• **What the task asks**
Of the lines below, copy those that hold the word "facade".

[Saved entries]
==============================

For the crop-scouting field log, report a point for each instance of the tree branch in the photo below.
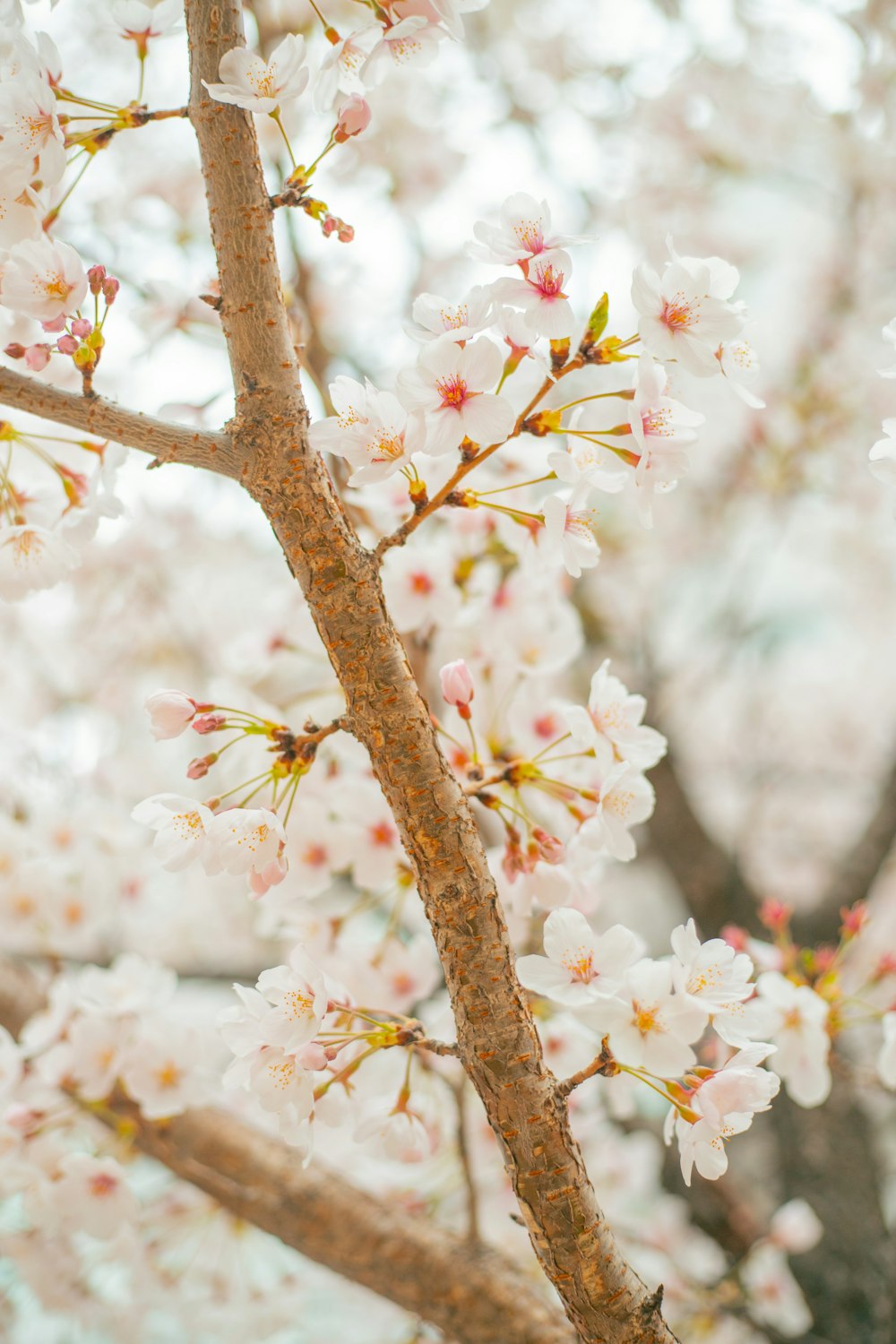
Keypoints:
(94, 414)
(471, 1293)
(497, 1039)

==============================

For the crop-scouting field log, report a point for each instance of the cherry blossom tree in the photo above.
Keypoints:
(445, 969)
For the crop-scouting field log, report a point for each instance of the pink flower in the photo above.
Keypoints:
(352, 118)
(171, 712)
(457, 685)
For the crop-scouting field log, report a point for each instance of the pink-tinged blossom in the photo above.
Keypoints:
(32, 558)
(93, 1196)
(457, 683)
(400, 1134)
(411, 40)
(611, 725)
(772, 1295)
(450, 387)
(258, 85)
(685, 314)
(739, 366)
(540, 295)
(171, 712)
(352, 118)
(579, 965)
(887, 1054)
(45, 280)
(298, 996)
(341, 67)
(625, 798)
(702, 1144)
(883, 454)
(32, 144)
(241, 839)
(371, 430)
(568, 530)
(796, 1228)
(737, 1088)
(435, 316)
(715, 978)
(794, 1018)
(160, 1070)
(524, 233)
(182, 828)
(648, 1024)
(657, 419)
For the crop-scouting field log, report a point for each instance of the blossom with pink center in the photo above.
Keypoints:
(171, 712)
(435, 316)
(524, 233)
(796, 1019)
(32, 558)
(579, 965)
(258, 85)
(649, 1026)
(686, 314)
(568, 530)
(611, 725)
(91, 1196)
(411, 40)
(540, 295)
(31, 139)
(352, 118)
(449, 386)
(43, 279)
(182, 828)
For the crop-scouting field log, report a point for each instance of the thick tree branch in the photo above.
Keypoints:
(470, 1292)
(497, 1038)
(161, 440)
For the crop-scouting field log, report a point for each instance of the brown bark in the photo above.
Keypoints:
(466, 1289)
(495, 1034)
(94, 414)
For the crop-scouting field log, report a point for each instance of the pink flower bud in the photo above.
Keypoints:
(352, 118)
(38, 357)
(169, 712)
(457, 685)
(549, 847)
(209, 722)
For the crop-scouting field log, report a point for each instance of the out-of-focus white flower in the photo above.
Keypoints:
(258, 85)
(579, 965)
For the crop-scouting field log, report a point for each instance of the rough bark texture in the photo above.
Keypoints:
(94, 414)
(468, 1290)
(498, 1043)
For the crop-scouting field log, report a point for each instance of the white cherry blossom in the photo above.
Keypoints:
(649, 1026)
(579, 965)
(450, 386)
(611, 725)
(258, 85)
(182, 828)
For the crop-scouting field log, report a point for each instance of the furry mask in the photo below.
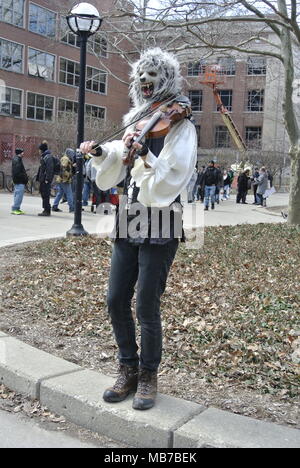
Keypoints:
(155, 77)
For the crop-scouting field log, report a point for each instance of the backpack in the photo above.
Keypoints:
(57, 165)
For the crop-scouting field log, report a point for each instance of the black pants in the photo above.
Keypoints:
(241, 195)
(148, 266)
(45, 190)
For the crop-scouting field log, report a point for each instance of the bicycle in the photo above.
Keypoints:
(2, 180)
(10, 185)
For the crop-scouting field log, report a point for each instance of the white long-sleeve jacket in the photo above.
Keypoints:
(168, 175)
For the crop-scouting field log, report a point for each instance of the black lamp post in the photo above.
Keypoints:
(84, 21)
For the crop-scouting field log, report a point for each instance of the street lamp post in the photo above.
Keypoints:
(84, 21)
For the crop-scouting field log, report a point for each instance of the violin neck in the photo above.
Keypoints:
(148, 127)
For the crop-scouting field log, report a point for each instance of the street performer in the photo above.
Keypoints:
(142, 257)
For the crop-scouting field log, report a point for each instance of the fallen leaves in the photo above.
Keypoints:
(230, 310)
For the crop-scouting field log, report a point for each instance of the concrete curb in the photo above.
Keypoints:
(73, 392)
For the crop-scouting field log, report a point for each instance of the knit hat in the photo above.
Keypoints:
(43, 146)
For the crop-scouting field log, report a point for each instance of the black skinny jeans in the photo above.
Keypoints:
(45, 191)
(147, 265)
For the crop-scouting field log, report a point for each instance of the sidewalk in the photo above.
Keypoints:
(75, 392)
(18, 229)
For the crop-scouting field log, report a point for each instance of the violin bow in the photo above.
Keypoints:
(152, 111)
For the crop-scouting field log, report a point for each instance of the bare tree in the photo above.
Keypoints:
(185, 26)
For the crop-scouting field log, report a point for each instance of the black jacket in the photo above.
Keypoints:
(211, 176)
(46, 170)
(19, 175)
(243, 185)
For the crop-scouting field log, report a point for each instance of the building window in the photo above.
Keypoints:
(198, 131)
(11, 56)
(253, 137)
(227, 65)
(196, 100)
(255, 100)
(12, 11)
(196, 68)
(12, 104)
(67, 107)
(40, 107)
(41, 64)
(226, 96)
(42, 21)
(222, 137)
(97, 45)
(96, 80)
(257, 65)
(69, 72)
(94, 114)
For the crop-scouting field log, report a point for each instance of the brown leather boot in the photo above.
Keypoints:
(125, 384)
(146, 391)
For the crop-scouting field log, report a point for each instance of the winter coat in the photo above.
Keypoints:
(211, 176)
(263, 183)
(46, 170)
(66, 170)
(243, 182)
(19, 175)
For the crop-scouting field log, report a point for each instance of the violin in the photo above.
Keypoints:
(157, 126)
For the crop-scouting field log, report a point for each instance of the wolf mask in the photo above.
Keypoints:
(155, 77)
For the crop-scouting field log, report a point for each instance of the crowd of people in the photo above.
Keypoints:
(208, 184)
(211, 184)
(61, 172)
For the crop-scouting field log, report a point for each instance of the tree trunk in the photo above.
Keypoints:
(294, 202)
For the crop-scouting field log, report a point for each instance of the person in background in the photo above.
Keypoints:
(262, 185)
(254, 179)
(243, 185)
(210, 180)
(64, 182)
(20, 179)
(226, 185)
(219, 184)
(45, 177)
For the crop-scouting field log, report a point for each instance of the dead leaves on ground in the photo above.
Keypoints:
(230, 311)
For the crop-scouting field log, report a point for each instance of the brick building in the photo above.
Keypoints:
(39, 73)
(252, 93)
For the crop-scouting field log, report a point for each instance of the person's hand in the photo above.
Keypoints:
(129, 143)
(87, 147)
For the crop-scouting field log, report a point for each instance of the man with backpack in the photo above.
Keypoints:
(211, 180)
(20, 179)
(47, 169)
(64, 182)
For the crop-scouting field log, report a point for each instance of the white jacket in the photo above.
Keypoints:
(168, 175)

==============================

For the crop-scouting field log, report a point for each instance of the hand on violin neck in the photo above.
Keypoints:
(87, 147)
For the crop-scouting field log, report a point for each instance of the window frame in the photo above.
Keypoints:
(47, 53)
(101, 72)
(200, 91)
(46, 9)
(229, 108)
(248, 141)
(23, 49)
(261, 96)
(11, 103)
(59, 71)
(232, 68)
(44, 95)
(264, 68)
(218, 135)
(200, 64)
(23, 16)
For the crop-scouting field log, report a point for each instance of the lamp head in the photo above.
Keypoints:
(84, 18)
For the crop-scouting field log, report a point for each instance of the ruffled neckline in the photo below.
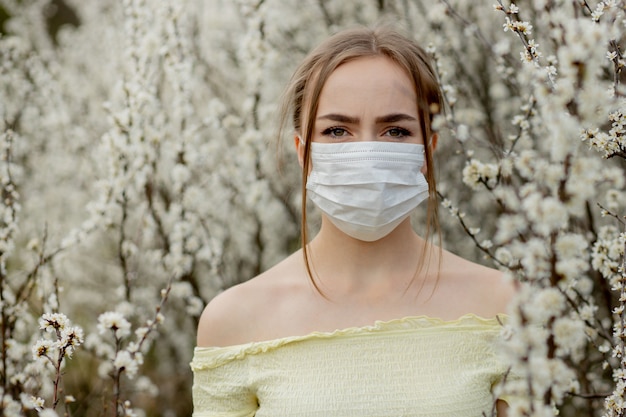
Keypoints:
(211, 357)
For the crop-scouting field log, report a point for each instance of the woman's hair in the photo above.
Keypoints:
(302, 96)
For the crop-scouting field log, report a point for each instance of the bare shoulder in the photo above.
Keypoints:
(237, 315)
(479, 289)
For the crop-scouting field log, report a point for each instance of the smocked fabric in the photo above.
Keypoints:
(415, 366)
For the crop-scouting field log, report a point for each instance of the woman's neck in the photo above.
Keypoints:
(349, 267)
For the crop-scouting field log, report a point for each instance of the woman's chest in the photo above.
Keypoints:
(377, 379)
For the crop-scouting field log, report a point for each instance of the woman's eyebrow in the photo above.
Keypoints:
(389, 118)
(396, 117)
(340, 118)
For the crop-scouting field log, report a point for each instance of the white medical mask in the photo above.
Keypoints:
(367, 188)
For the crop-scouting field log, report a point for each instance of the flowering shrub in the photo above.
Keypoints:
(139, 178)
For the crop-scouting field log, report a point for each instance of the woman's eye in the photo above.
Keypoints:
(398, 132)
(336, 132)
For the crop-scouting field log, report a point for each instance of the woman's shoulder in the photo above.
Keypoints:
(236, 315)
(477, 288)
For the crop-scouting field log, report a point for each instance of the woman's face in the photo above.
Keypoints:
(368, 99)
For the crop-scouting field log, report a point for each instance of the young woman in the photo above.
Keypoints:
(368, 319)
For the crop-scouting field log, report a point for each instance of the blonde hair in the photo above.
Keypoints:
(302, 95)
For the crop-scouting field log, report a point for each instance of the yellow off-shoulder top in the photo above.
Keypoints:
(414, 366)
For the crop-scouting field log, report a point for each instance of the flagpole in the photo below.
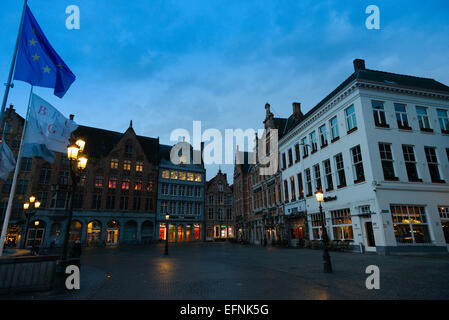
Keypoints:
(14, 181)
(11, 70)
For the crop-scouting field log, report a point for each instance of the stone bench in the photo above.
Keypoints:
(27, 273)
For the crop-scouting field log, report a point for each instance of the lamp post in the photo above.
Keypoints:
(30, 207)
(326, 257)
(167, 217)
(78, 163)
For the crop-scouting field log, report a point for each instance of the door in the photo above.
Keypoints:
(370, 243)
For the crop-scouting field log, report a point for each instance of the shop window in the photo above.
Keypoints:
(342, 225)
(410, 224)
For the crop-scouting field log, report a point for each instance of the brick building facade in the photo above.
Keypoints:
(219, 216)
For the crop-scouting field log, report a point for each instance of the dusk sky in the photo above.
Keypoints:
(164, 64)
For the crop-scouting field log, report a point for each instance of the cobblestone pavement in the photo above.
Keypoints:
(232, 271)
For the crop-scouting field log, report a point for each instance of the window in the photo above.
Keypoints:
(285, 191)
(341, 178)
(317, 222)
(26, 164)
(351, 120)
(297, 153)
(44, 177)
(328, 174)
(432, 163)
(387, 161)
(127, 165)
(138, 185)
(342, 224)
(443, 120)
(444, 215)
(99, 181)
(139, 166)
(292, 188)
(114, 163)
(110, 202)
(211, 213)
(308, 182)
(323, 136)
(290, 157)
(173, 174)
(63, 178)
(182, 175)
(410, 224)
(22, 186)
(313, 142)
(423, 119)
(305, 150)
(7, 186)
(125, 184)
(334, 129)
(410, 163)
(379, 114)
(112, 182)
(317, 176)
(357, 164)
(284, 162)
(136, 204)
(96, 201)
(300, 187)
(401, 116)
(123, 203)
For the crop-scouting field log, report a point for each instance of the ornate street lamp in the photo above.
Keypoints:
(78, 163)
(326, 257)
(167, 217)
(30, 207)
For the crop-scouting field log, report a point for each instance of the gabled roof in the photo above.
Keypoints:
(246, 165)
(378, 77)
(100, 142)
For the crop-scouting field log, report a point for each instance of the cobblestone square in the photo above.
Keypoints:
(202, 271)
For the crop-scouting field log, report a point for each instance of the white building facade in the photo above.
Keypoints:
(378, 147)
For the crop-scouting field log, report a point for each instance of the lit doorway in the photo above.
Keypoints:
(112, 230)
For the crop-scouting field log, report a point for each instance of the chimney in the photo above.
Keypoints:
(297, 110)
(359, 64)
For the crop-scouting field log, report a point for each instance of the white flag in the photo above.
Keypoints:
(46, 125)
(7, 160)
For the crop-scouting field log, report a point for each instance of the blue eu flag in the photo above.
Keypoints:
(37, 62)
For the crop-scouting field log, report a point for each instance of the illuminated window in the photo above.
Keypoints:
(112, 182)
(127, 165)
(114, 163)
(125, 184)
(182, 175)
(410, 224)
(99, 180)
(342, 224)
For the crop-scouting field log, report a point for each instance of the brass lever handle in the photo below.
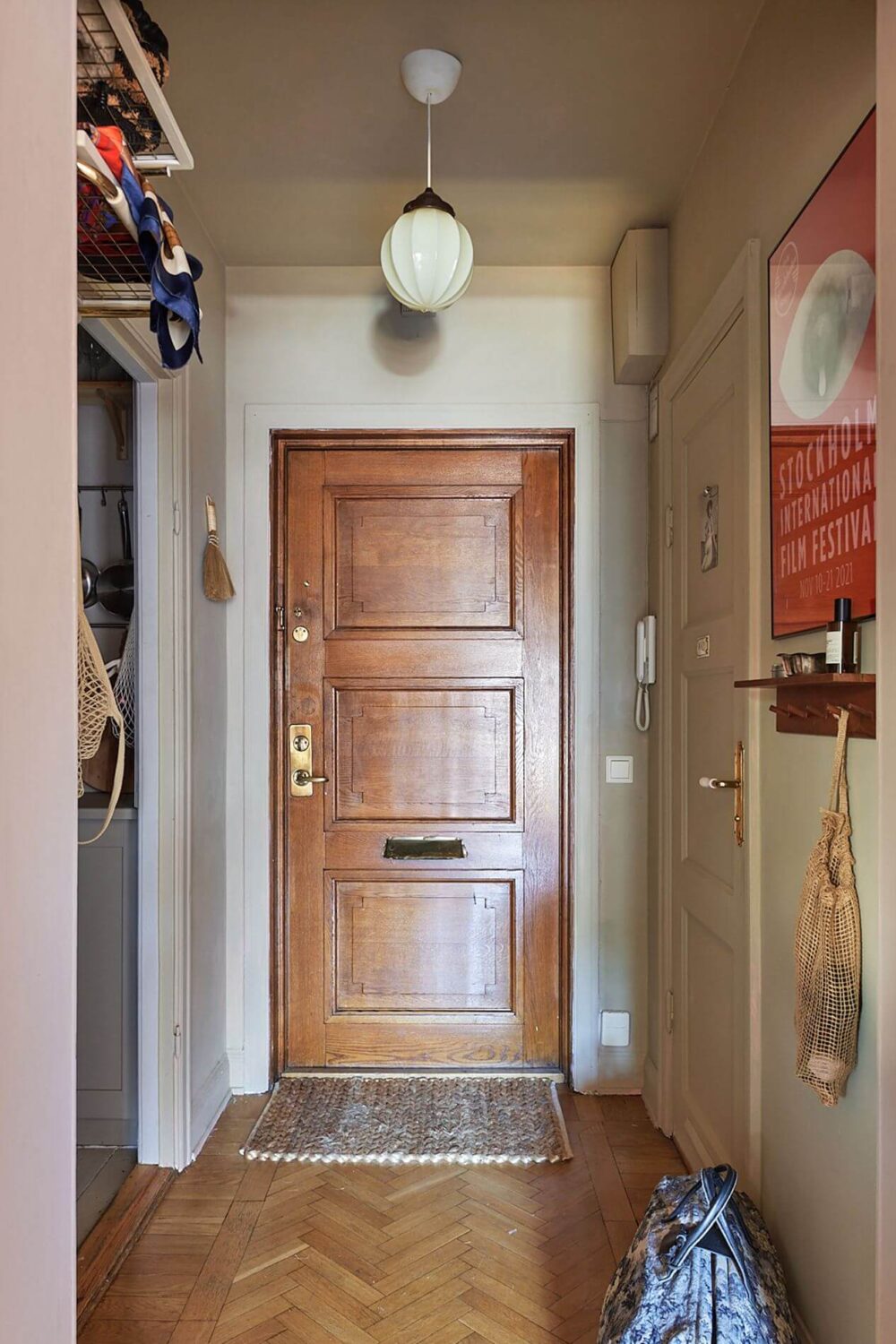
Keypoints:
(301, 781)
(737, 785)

==============================

• **Solution below**
For the crop-scouting field log, report a point for each instance of the brick building facade in the photo above.
For the crop-scouting field log, report a point for each instance of the white building facade in the photo above.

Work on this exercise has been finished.